Prompt: Can you copy out the data exactly? Leave the images out.

■ ■ ■

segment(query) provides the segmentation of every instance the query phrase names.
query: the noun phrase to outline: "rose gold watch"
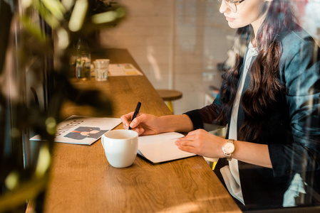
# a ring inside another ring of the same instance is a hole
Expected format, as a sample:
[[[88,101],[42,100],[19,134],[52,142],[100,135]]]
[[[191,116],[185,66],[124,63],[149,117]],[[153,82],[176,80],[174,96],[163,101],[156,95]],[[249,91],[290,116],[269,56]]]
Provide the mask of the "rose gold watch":
[[[224,153],[224,156],[227,158],[227,160],[231,160],[231,155],[234,151],[234,143],[233,143],[234,141],[234,139],[228,139],[228,141],[224,143],[222,146],[222,151]]]

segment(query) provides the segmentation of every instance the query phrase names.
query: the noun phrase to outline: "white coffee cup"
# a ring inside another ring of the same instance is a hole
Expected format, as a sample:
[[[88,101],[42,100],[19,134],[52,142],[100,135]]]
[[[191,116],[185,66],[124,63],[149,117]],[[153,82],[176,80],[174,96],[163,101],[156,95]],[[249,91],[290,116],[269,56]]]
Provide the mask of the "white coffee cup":
[[[109,163],[115,168],[130,166],[138,151],[138,133],[133,130],[115,129],[101,137],[102,146]]]

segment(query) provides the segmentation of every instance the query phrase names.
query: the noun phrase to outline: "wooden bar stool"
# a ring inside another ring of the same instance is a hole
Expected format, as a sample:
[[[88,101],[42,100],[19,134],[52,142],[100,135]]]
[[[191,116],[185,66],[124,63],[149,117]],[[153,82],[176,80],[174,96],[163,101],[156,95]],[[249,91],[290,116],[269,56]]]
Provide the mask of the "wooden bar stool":
[[[172,89],[157,89],[157,92],[162,100],[167,102],[167,107],[173,113],[172,103],[171,101],[180,99],[182,97],[182,93]]]

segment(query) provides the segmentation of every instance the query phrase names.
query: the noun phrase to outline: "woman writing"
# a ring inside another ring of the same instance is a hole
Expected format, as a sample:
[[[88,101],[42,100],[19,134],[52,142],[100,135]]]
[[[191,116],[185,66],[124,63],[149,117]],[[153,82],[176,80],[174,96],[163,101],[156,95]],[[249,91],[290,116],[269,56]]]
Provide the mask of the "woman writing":
[[[188,132],[176,145],[219,158],[215,172],[243,209],[319,202],[319,48],[294,21],[289,1],[220,1],[237,31],[235,61],[215,102],[182,115],[140,113],[130,122],[132,112],[121,116],[124,127],[142,135]],[[204,124],[228,124],[227,139]]]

■ ■ ■

Task result:
segment(query) provides the segmentation of every instance the query phrase names.
query: the noun phrase to outline: "rose gold watch"
# a ring inside another ring of the same instance is a hole
Expected format, as a sample:
[[[88,101],[42,100],[19,134],[52,142],[100,135]]]
[[[191,116],[185,66],[124,63],[149,117]],[[153,82],[176,80],[174,96],[163,101],[156,95]],[[249,91],[290,116],[269,56]]]
Provide the mask of the "rose gold watch":
[[[224,153],[224,156],[227,158],[227,160],[231,160],[231,155],[234,151],[234,143],[233,143],[234,141],[234,139],[228,139],[228,141],[224,143],[222,146],[222,151]]]

segment(query) provides the segmentation of every instance the query phrase names.
query: the noun phrase to outline: "white coffee cup"
# a ring inside another ring of the same instance is a hole
Expected format, as a sample:
[[[88,101],[42,100],[19,134],[52,142],[100,135]]]
[[[191,116],[185,66],[124,63],[149,117]],[[153,82],[176,80],[174,96],[163,101],[156,95]],[[249,91],[290,116],[269,56]]]
Provide the mask of the "white coffee cup":
[[[109,163],[115,168],[130,166],[138,151],[138,133],[133,130],[115,129],[101,137],[102,146]]]

segment(query) provides the segmentation of every instance the query phrase names.
query: the noun phrase to outline: "wooden bar stool"
# a ring inside another ring of the same instance is a hole
Expected format, as a sample:
[[[88,101],[42,100],[19,134],[52,142],[100,135]]]
[[[191,116],[185,66],[124,63],[149,117]],[[153,82],[176,80],[174,96],[163,101],[156,95]],[[249,91],[290,116],[269,56]]]
Provide the mask of the "wooden bar stool":
[[[172,89],[157,89],[157,92],[162,100],[167,102],[167,107],[173,113],[172,103],[171,101],[180,99],[182,97],[182,93]]]

segment(query) provides the segmentation of every instance the query phrase names.
query: the noun phrase to outline: "woman writing"
# a ring inside another ring of the same instance is a hole
Expected format, as a sample:
[[[88,101],[42,100],[19,134],[52,142],[100,135]]]
[[[191,116],[185,66],[124,63],[149,117]],[[153,82],[176,80],[174,96],[163,101],[156,95]],[[249,91],[290,116],[269,56]]]
Provide the mask of the "woman writing":
[[[188,132],[176,145],[219,158],[215,172],[243,209],[319,202],[319,48],[294,21],[289,1],[220,1],[237,31],[235,61],[215,102],[182,115],[140,113],[130,122],[132,112],[121,116],[124,127],[142,135]],[[204,124],[228,124],[227,139]]]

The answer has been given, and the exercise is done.